Recessed Opening Assembly Apparatus and Method

Cross-References to Related Applications

The present application is a continuation-in-part application containing common subject matter as previously filed and co-pending application Serial No. 10/467,255, filed in the U.S. Patent and Trademark Office on August 5, 2003, entitled "OPENING ASSEMBLY", which claims priority from International PCT Application Serial No. PCT/GB02/00274, filed on January 23, 2002, entitled "OPENING ASSEMBLY", which claims priority to United Kingdom Patent Application Serial No. GB0103404.0 filed in on February 12, 2001. The entirety of the aforementioned patents and patent applications are incorporated herein by reference for all purposes.

Field of the Invention

This invention relates to opening assemblies for beverages containers, and more specifically, opening assemblies apparatus and methods for making beverage containers.

Background of the Invention

Different forms of opening assemblies have evolved over the years. One type of container conventionally used for carbonated beverages is a can with a ring pull arrangement. -While such containers have proved very popular, a number of disadvantages can be encountered with them. For instance, it is not possible to close the can once opened, and the contents therefore have to be consumed at one time. This can be a particular problem with children or when travelling, in that a container could for instance be knocked over and therefore the contents spilt. Also there is a potential hygiene problem as the top of the cans can become dirty, and this part can come into contact with some of the can's contents and/or a person drinking from the can.

§ **Written task 1**
Report only the number of lines in the records that contain the string "night", treating uppercase and lowercase as distinct.
§ **Written task 2**
Carry on the patent text on opening assemblies for beverage containers from the point at which it ends.

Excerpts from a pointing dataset
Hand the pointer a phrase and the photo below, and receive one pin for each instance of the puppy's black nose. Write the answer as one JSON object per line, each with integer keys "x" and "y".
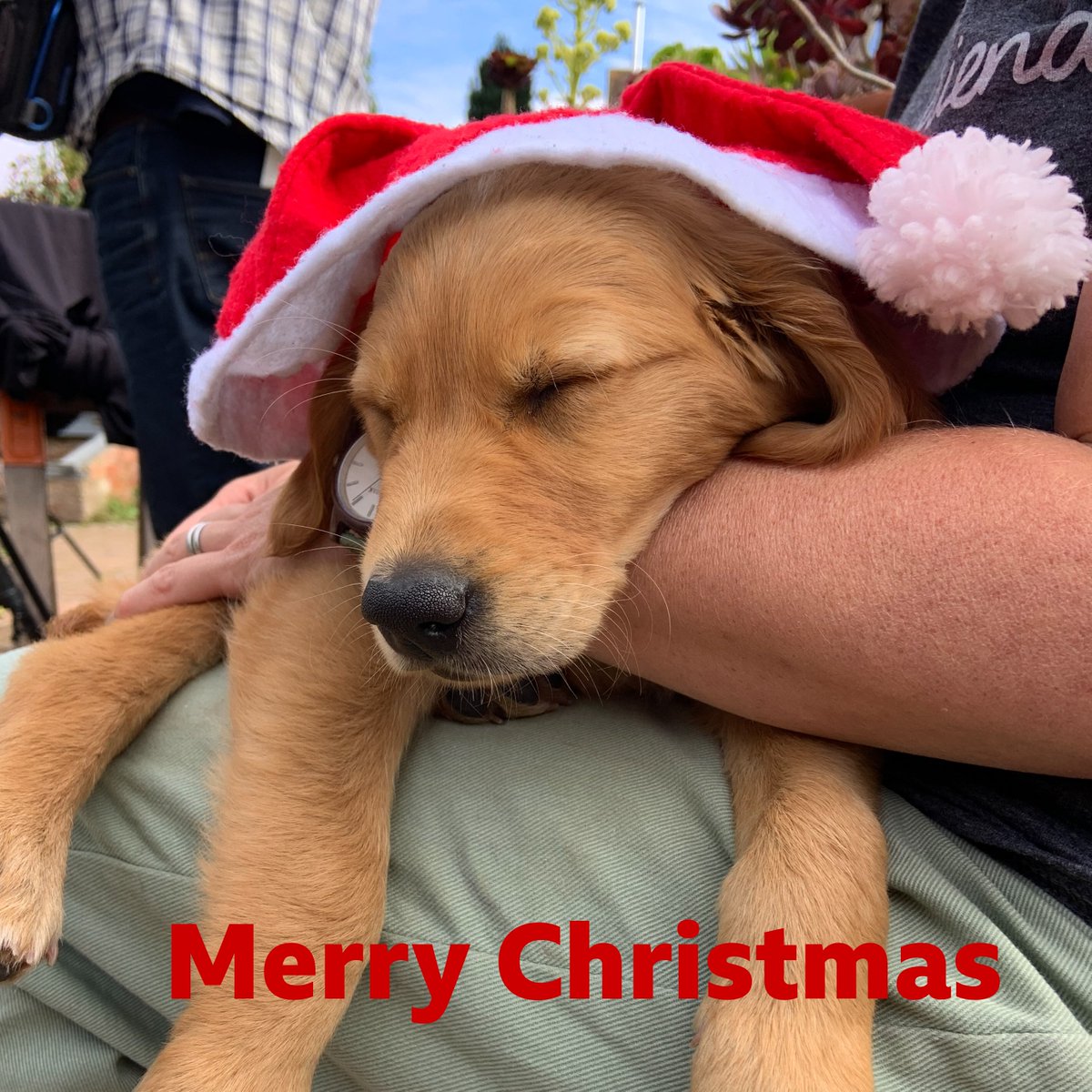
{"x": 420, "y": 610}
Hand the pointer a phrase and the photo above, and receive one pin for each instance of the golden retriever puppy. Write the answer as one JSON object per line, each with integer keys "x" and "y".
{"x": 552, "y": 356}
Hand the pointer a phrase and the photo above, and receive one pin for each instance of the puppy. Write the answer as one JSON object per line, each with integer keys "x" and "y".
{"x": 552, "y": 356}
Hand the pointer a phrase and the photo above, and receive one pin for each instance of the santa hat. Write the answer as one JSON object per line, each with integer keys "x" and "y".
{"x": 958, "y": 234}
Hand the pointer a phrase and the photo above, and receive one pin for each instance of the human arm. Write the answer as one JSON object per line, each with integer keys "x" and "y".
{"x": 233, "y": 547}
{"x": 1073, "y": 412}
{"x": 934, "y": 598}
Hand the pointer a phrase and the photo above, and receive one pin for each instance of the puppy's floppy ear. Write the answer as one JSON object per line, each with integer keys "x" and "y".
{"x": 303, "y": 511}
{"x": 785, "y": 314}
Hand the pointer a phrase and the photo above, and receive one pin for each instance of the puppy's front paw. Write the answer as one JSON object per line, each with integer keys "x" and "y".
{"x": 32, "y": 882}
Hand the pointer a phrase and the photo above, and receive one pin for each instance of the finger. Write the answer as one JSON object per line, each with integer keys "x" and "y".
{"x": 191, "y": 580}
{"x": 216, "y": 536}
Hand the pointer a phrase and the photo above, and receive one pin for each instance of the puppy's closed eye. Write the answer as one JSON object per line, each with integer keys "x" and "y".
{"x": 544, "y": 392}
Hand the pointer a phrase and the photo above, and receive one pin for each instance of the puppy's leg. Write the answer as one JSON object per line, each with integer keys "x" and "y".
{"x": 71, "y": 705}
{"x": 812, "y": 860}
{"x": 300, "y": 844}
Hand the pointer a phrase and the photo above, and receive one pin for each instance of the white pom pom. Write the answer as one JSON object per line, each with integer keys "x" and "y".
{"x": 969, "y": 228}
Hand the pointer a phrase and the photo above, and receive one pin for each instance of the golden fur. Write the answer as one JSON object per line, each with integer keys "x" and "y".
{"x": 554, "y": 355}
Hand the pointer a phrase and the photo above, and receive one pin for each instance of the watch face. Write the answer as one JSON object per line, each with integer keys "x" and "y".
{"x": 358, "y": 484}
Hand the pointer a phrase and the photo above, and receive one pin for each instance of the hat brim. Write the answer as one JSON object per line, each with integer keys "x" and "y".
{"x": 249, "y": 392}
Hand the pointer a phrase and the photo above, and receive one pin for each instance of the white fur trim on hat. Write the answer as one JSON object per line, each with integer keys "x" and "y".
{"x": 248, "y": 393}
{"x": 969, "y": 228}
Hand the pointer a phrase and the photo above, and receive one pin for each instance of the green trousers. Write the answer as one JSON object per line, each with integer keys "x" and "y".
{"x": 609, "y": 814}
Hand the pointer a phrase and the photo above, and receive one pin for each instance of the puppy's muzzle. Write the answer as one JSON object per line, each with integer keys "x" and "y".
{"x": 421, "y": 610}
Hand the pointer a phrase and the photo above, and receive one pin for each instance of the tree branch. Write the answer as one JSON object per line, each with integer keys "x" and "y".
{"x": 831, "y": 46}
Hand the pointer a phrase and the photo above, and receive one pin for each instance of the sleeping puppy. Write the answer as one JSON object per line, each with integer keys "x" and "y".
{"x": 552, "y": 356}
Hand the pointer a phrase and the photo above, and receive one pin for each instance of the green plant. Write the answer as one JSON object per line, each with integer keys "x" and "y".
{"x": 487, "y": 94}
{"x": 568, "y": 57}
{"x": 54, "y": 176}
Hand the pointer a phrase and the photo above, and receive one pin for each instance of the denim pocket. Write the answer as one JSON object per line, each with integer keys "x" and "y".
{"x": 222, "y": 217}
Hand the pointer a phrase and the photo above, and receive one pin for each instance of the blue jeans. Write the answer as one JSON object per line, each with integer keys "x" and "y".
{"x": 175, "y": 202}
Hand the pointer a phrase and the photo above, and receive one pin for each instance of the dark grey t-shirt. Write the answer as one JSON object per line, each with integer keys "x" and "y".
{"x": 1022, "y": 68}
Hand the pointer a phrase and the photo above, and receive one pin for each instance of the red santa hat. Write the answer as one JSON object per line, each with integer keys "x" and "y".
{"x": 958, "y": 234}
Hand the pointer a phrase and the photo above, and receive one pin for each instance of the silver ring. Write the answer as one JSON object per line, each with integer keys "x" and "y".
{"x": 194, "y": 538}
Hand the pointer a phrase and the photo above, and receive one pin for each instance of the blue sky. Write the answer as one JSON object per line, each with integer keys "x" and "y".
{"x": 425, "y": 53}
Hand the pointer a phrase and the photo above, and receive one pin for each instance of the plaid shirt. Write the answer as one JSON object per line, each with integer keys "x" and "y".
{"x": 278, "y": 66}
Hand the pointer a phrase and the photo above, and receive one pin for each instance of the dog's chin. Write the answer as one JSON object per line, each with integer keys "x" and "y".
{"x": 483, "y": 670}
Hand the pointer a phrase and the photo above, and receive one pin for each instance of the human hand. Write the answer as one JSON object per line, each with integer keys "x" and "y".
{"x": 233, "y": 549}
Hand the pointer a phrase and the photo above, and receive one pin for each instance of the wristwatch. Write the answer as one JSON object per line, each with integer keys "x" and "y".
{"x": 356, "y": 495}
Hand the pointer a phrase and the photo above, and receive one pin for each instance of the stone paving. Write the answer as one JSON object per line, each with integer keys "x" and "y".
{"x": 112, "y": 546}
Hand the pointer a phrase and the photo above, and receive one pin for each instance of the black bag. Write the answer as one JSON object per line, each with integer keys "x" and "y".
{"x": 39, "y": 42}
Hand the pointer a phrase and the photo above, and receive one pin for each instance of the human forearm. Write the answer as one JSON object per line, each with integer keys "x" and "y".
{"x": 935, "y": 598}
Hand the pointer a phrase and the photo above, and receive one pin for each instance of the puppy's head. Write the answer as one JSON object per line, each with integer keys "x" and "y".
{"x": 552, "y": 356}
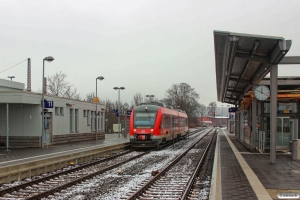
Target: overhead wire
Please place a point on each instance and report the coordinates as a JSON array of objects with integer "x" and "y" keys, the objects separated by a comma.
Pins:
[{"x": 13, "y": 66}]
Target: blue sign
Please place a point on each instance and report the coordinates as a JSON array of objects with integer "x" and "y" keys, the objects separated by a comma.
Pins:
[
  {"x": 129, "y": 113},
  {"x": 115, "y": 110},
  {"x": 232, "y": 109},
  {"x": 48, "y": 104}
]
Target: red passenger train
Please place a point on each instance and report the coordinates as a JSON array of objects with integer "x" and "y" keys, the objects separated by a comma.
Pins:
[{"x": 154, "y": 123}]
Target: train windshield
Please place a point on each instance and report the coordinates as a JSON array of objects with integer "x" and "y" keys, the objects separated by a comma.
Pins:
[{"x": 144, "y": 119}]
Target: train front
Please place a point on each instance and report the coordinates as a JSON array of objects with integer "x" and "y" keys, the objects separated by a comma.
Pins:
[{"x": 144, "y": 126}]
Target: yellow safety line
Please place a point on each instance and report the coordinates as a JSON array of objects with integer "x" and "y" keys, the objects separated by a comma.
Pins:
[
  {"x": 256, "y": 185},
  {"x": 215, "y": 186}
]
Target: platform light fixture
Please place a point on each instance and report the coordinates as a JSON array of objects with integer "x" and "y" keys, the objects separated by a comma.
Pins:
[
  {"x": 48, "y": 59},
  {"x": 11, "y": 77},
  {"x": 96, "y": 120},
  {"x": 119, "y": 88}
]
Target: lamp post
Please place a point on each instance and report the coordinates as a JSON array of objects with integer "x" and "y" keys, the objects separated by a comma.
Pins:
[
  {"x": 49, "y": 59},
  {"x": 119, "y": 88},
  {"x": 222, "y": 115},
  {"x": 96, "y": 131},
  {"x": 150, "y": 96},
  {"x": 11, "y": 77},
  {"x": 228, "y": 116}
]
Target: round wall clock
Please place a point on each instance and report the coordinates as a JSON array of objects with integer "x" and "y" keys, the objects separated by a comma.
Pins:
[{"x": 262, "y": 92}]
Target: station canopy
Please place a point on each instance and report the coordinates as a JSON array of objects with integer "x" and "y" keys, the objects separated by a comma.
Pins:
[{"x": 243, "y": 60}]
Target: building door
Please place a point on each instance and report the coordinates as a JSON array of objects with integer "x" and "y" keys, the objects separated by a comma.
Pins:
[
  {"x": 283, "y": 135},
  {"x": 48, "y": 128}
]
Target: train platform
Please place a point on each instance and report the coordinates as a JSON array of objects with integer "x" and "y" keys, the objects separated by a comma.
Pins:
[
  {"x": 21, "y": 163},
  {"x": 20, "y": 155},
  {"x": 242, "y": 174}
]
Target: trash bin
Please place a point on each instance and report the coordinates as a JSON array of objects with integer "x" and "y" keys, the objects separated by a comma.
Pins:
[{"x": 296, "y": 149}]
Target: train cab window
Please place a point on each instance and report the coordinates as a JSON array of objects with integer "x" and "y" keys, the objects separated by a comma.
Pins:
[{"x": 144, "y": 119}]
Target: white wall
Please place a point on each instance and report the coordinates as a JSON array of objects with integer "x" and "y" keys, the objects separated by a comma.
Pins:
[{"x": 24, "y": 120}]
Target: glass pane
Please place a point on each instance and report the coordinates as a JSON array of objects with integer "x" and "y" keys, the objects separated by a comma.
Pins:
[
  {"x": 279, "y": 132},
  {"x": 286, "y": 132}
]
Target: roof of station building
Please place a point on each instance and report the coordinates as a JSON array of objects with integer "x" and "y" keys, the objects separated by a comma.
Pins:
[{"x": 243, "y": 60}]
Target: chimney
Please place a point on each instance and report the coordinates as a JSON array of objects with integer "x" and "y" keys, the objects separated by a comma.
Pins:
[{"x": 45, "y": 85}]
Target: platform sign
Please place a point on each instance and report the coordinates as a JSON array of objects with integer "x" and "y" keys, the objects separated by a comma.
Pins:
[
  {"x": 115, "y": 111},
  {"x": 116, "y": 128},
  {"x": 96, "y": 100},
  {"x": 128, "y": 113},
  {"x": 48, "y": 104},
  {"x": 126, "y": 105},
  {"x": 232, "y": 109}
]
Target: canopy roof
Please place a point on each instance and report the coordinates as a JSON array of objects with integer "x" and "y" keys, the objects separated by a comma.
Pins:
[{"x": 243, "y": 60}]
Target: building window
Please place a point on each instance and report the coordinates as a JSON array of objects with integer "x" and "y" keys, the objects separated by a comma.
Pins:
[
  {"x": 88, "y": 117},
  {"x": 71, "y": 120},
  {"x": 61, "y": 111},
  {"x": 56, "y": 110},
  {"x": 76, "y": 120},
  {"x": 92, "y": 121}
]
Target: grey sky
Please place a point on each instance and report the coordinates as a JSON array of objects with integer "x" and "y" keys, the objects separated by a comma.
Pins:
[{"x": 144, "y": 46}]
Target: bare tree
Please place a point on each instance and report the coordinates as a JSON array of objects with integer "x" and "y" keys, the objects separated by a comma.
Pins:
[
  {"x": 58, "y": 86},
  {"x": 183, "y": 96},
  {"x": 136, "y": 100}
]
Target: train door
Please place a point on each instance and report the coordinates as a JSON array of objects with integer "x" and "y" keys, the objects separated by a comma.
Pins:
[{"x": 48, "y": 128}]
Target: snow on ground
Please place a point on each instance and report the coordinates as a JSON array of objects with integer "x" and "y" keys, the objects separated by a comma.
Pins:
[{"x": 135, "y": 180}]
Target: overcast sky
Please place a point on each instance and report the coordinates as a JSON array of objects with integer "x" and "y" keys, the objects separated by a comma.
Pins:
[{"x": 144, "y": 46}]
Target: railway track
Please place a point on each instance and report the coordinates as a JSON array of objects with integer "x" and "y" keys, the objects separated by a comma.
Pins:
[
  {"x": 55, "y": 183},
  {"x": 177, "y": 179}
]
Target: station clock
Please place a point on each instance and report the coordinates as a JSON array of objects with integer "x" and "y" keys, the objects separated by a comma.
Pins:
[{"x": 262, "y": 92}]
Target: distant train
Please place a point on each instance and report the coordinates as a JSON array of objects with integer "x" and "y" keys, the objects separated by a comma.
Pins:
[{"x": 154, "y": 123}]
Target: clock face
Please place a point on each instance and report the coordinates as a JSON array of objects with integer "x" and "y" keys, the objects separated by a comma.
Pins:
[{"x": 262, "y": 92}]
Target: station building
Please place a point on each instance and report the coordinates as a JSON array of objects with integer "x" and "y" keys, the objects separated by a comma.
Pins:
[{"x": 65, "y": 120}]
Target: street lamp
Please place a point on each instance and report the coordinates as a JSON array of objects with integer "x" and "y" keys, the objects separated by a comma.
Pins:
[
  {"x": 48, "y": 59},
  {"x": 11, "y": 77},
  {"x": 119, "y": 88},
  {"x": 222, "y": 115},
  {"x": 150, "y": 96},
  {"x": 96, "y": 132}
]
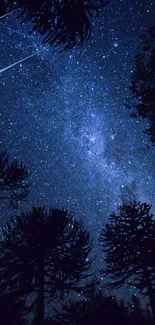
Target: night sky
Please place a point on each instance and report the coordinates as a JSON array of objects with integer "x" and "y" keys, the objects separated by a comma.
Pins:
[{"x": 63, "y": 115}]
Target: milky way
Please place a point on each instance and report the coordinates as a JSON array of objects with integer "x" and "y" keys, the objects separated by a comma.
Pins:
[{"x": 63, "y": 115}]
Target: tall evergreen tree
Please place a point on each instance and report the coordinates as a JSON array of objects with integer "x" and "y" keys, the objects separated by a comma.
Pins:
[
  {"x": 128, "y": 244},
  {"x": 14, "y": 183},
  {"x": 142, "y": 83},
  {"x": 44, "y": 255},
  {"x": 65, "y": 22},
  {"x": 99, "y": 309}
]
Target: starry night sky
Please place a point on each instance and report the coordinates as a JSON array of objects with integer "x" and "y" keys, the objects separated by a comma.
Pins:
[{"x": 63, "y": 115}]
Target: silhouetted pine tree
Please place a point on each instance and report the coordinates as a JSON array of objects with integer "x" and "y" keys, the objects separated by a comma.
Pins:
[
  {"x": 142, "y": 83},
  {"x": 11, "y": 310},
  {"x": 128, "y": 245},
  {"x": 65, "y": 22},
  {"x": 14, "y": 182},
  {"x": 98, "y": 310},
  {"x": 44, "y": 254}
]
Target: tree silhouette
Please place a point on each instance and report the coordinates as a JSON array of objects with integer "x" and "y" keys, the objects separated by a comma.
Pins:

§ **Task response 1**
2

§ **Task response 2**
A second type of container includes those used with molded plastic bottles, it is generally necessary for the bottles to v be relatively tall with a screw thread molded at the upper end. It is generally not possible to vary the thickness of the body other than at the upper end, and therefore strengthening portions and internal thickening cannot be provided. Accordingly, only relatively tall shapes are usually produced, as these have adequate strength. Shipping drinks in either such containers takes up a significant volume and weight, and hence adds to the

costs for such products

A number of manufacturing disadvantages are encountered with the present arrangements for such containers. For instance, with ring pull cans, relatively complex and expensive machinery is required to mount the closure arrangements on the can bodies following filling. This generally prevents smaller concerns from producing drinks in such containers. Similarly, significant costs barriers preclude entry for retailers and small concerns into beverage container assembly, which today for metal containers is typically processed by expensive combined filling and spin lid sealing machines.

Accordingly, a need has evolved for a more economical and end-user friendly opening assembly that will reduce cost, weight, and storage space during shipping. In addition, a need has developed for a low cost assembly of the beverage containers such that it allows retailers or small business concerns to fill the containers at point-of-sale locations without incurring costs from expensive capital equipment.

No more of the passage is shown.